Raw records>

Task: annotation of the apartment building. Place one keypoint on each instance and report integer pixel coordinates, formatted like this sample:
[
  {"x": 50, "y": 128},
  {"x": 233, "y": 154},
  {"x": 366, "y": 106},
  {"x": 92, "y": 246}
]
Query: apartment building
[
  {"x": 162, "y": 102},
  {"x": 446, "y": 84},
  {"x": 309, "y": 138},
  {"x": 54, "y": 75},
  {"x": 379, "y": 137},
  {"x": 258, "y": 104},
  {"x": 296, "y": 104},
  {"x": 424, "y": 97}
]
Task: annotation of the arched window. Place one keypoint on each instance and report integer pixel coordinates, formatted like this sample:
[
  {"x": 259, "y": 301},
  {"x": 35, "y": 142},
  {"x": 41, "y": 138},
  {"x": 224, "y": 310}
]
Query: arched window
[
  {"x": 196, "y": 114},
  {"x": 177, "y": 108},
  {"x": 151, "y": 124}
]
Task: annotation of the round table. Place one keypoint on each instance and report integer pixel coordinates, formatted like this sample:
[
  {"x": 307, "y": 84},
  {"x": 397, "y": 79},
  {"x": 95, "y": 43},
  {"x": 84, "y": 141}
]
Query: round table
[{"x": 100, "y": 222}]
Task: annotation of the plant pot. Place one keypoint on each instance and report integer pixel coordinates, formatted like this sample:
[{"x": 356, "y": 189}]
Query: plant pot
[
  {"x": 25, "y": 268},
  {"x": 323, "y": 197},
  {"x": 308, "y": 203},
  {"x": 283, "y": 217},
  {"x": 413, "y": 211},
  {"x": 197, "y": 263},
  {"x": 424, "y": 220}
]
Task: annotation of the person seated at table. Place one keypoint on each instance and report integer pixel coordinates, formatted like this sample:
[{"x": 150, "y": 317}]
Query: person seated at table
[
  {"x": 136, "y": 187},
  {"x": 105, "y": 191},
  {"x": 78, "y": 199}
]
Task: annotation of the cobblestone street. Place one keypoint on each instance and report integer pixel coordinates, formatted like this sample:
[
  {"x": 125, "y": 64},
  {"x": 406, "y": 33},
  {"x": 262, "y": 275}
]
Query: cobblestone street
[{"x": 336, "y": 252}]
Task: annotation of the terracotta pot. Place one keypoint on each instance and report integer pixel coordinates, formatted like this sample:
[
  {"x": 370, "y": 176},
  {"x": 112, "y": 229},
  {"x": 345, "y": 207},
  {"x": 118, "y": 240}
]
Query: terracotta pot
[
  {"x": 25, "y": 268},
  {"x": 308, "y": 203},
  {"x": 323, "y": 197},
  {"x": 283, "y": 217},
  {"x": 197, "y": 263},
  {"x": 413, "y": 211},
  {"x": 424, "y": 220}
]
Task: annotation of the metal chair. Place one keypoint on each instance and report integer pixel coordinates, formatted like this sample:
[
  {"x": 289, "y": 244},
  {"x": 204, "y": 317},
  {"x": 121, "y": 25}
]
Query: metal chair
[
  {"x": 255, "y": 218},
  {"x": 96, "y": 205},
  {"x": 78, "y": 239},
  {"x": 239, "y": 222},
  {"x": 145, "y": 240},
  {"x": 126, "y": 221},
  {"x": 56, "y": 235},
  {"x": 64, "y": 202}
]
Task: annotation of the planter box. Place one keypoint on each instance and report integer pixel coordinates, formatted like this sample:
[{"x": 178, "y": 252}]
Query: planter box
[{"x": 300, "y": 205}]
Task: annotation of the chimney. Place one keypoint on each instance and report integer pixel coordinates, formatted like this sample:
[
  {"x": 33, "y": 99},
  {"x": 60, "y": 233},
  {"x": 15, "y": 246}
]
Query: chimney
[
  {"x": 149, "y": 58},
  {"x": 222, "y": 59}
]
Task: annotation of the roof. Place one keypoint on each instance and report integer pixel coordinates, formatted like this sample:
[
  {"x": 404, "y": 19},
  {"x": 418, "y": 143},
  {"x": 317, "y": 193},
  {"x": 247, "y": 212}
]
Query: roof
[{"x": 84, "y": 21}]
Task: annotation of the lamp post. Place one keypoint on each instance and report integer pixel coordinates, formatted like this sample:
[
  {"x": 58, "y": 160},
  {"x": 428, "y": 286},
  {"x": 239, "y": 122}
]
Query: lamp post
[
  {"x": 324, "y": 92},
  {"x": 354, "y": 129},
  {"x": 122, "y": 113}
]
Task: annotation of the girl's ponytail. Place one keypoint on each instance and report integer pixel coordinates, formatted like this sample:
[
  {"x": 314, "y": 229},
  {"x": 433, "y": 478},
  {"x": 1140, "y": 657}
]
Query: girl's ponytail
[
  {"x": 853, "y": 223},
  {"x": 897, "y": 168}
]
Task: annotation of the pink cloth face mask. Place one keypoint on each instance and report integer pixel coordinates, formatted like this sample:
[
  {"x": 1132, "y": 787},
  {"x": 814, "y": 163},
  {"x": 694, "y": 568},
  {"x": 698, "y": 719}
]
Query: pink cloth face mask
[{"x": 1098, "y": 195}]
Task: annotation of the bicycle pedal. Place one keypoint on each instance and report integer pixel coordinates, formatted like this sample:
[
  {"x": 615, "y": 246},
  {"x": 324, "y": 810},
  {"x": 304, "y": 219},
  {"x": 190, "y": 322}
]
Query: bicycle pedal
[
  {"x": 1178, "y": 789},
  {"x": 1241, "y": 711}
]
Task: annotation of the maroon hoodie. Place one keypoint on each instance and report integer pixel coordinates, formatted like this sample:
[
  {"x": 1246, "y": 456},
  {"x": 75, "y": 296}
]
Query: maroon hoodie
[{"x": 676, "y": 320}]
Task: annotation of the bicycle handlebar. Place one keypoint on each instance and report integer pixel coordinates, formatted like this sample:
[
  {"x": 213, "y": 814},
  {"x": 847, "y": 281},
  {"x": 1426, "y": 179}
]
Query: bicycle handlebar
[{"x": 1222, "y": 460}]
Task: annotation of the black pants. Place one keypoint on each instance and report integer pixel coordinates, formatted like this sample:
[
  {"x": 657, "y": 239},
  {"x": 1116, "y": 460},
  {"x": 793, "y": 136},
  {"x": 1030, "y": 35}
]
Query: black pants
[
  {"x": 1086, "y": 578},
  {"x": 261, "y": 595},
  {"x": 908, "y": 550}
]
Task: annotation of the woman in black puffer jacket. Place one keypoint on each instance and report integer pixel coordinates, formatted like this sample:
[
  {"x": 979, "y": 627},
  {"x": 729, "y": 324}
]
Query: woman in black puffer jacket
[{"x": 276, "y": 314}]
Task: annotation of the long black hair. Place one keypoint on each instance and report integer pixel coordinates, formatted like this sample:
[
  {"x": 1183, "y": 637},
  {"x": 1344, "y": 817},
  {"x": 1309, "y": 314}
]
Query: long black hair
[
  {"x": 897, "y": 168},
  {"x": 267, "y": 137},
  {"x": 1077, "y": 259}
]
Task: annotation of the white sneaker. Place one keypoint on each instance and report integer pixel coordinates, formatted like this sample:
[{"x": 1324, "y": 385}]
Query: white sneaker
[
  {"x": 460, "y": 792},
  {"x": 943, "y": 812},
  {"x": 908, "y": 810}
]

Exercise task> Reproduce every row above, character for character, with nothing added or left out.

Reply to the exercise>
Task: annotation of the apartment building. Place one keypoint on each instance and report integer pixel coordinates, formatted like this sample:
[
  {"x": 50, "y": 128},
  {"x": 233, "y": 154},
  {"x": 366, "y": 106},
  {"x": 92, "y": 246}
]
Query: apartment building
[
  {"x": 162, "y": 102},
  {"x": 446, "y": 84},
  {"x": 309, "y": 138},
  {"x": 54, "y": 75},
  {"x": 379, "y": 137},
  {"x": 258, "y": 104},
  {"x": 296, "y": 104},
  {"x": 424, "y": 97}
]
Task: annotation of the arched window. Place one keypoint on each instance and report integer pixel coordinates, formatted like this sample:
[
  {"x": 259, "y": 301},
  {"x": 35, "y": 142},
  {"x": 41, "y": 138},
  {"x": 224, "y": 310}
]
Query: arched window
[
  {"x": 196, "y": 114},
  {"x": 177, "y": 108},
  {"x": 151, "y": 124}
]
Task: annotation of the round table. Place one keypoint on each instance and report integer pixel coordinates, formatted like this sample:
[
  {"x": 307, "y": 84},
  {"x": 397, "y": 79},
  {"x": 95, "y": 43},
  {"x": 84, "y": 141}
]
Query: round table
[{"x": 100, "y": 222}]
Task: annotation of the plant pot. Place one keypoint on each instance and report integer pixel coordinates, formatted like this sample:
[{"x": 356, "y": 189}]
Query: plant pot
[
  {"x": 25, "y": 268},
  {"x": 323, "y": 197},
  {"x": 308, "y": 203},
  {"x": 283, "y": 217},
  {"x": 413, "y": 211},
  {"x": 197, "y": 263},
  {"x": 424, "y": 220}
]
Task: annotation of the person seated at table. Place one keypoint on each instance and report integer pixel coordinates, formatted like this sample:
[{"x": 150, "y": 317}]
Query: person seated at table
[
  {"x": 136, "y": 187},
  {"x": 105, "y": 191},
  {"x": 78, "y": 199}
]
Task: annotation of the cobblestone street. Place one keypoint on each instance and report integer pixel coordinates, formatted like this sample:
[
  {"x": 125, "y": 64},
  {"x": 406, "y": 33},
  {"x": 262, "y": 275}
]
Query: cobblestone street
[{"x": 336, "y": 252}]
Task: annotation of the terracotta pot. Place one keypoint on each instance and report integer pixel coordinates, formatted like this sample:
[
  {"x": 370, "y": 176},
  {"x": 112, "y": 229},
  {"x": 345, "y": 207},
  {"x": 118, "y": 240}
]
Query: terracotta pot
[
  {"x": 25, "y": 268},
  {"x": 308, "y": 203},
  {"x": 323, "y": 197},
  {"x": 283, "y": 217},
  {"x": 197, "y": 263},
  {"x": 413, "y": 211},
  {"x": 424, "y": 220}
]
Task: annotation of the metal chair. Place one keypoint on each instance and report integer pixel coordinates, formatted like this sample:
[
  {"x": 289, "y": 244},
  {"x": 204, "y": 317},
  {"x": 121, "y": 25}
]
Query: metal chair
[
  {"x": 255, "y": 218},
  {"x": 96, "y": 205},
  {"x": 78, "y": 239},
  {"x": 239, "y": 222},
  {"x": 145, "y": 240},
  {"x": 126, "y": 221},
  {"x": 56, "y": 235},
  {"x": 64, "y": 202}
]
Task: annotation of the planter box. Place one keypoint on each instance and report integer pixel coordinates, formatted like this sample:
[{"x": 178, "y": 252}]
Query: planter box
[{"x": 300, "y": 205}]
Task: annotation of the chimney. Place one keypoint on each instance and report integer pixel coordinates, formatted like this sample:
[
  {"x": 33, "y": 99},
  {"x": 60, "y": 233},
  {"x": 15, "y": 246}
]
Query: chimney
[
  {"x": 149, "y": 58},
  {"x": 222, "y": 59}
]
Task: annotation of the roof. Place one keypoint on each instance and report integer pixel coordinates, formatted like this sample:
[
  {"x": 404, "y": 19},
  {"x": 418, "y": 143},
  {"x": 317, "y": 193},
  {"x": 247, "y": 212}
]
Query: roof
[{"x": 84, "y": 21}]
Task: annotation of the lamp post. Place one keypoint on each instance and report integer pixel coordinates, formatted like this sample:
[
  {"x": 58, "y": 160},
  {"x": 428, "y": 286},
  {"x": 239, "y": 122}
]
Query: lamp post
[
  {"x": 324, "y": 92},
  {"x": 354, "y": 129},
  {"x": 122, "y": 113}
]
Task: annotation of the girl's ponytail. Place one keypoint on each instance and report integer pixel coordinates, formatted like this sample:
[
  {"x": 314, "y": 229},
  {"x": 433, "y": 478},
  {"x": 1140, "y": 657}
]
Query: girl's ponytail
[
  {"x": 853, "y": 223},
  {"x": 897, "y": 168}
]
Task: annotation of the pink cloth face mask. Place one keypoint on each instance and report integer pixel coordinates, formatted like this sample:
[
  {"x": 1132, "y": 787},
  {"x": 814, "y": 163},
  {"x": 694, "y": 568},
  {"x": 698, "y": 719}
]
Query: pink cloth face mask
[{"x": 1098, "y": 195}]
Task: annotation of the bicycle pedal. Place one keypoint on each instance and report integer pixel coordinates, formatted like this sample:
[
  {"x": 615, "y": 246},
  {"x": 324, "y": 810},
  {"x": 304, "y": 219},
  {"x": 190, "y": 322}
]
Query: bicycle pedal
[
  {"x": 1178, "y": 789},
  {"x": 1241, "y": 711}
]
Task: annotation of the maroon hoodie. Place one keypoint on each instance and report integer pixel coordinates, formatted like this sample:
[
  {"x": 1246, "y": 456},
  {"x": 75, "y": 296}
]
Query: maroon hoodie
[{"x": 676, "y": 320}]
Task: annotation of the bicycle handlebar. Place one keypoint on each instance and report integer pixel coordinates, formatted like this sample:
[
  {"x": 213, "y": 814},
  {"x": 847, "y": 281},
  {"x": 1426, "y": 179}
]
Query: bicycle handlebar
[{"x": 1222, "y": 460}]
Task: annotation of the black pants. Place one keypoint on each instance and report integer pixel coordinates, formatted like this sample:
[
  {"x": 657, "y": 239},
  {"x": 1116, "y": 460},
  {"x": 793, "y": 136},
  {"x": 1030, "y": 35}
]
Query: black pants
[
  {"x": 1086, "y": 578},
  {"x": 261, "y": 595},
  {"x": 908, "y": 550}
]
Task: annotation of the woman in black puffer jacket. Place one keypoint on each instance and report integer pixel coordinates, formatted like this sample:
[
  {"x": 979, "y": 627},
  {"x": 729, "y": 324}
]
Query: woman in black puffer jacket
[{"x": 276, "y": 314}]
Task: annotation of the long black hair. Place one keypoint on each instance and report integer pixel coordinates, formatted like this sample:
[
  {"x": 1183, "y": 637},
  {"x": 1344, "y": 817},
  {"x": 1309, "y": 314}
]
Query: long black hair
[
  {"x": 897, "y": 168},
  {"x": 267, "y": 137},
  {"x": 1077, "y": 259}
]
Task: annotation of the white sneaker. Place one keypoint on each instance and report integer pixel coordinates, formatted like this sample:
[{"x": 1324, "y": 385}]
Query: white sneaker
[
  {"x": 460, "y": 792},
  {"x": 943, "y": 812},
  {"x": 908, "y": 810}
]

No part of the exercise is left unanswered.